**JOB**
Present the lines of the rows below as a numbered list, from the line containing "Go ahead, prove it: find the tree" up to and including the line containing "[[515, 126, 521, 139]]", and omit any blank lines.

─── EXERCISE INPUT ───

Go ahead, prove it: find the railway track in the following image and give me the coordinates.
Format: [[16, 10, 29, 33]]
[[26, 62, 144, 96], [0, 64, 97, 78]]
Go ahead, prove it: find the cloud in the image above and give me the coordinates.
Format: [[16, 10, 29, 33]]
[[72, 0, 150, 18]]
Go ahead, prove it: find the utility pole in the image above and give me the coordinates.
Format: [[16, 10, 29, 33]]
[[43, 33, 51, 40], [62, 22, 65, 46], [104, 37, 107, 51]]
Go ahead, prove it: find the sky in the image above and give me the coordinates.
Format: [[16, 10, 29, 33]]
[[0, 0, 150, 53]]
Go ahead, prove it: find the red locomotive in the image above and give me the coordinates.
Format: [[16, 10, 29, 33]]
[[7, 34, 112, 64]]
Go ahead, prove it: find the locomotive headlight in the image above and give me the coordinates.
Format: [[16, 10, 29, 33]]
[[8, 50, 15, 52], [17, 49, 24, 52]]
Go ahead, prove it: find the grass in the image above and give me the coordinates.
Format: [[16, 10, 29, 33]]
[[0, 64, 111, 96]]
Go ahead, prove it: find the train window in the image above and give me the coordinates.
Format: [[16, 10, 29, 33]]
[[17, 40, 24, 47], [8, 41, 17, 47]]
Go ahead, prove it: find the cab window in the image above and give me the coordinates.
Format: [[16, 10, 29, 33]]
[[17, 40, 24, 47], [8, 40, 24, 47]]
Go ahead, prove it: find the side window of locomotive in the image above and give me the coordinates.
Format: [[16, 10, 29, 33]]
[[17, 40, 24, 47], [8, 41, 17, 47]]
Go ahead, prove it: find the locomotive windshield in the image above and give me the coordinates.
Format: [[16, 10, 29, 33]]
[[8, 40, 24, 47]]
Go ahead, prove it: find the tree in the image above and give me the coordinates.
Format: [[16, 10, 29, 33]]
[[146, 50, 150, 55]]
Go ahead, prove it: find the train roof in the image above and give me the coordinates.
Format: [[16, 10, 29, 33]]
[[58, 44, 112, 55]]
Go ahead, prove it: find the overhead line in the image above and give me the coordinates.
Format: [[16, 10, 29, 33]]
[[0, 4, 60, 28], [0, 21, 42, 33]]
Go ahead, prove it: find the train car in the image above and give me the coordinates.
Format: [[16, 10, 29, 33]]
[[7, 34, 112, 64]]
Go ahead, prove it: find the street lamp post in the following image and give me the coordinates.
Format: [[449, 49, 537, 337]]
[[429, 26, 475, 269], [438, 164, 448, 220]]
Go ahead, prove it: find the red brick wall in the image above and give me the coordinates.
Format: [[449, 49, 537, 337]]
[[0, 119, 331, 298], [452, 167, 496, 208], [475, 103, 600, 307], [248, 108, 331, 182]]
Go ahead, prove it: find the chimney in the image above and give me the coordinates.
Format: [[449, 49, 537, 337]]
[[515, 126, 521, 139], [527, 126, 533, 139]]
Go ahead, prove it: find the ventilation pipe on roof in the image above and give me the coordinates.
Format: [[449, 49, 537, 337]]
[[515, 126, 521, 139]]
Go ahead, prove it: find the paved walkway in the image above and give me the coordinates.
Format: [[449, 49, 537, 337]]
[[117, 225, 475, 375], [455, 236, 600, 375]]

───

**WRITTEN SOLUTION**
1. Go ahead, prove it: find the tree in the image above and give me the coordinates.
2. Format: [[16, 10, 29, 33]]
3. [[146, 50, 150, 55]]
4. Go ahead, prove it: find the train roof in the image above and give me the coordinates.
5. Format: [[16, 10, 29, 33]]
6. [[58, 44, 112, 55]]
7. Go ahead, prove it: find the overhead line in the image above and give me the coordinates.
8. Format: [[16, 10, 29, 33]]
9. [[0, 4, 60, 28], [0, 21, 42, 33]]
10. Go ahead, prove it: find the train car in the image above and give me the coordinates.
11. Format: [[16, 10, 29, 33]]
12. [[7, 34, 112, 64]]
13. Go ahead, prove it: find the street lamp post in the following image and give me the coordinates.
14. Format: [[449, 49, 537, 337]]
15. [[429, 26, 475, 269], [438, 164, 448, 220]]
16. Go ahead, prove it: find the red brick wall in the image above and give me the coordinates.
17. Format: [[449, 49, 537, 337]]
18. [[0, 119, 331, 298], [452, 167, 496, 208], [475, 103, 600, 307], [248, 108, 331, 182]]
19. Go ahead, prove it: find the chimney in the image above and give me the coordinates.
20. Format: [[449, 49, 537, 337]]
21. [[515, 126, 521, 139], [527, 126, 533, 139]]
22. Go ahead, prove it: find the ventilation pipe on roof in the image above and give me the coordinates.
23. Format: [[449, 49, 537, 337]]
24. [[515, 126, 521, 139]]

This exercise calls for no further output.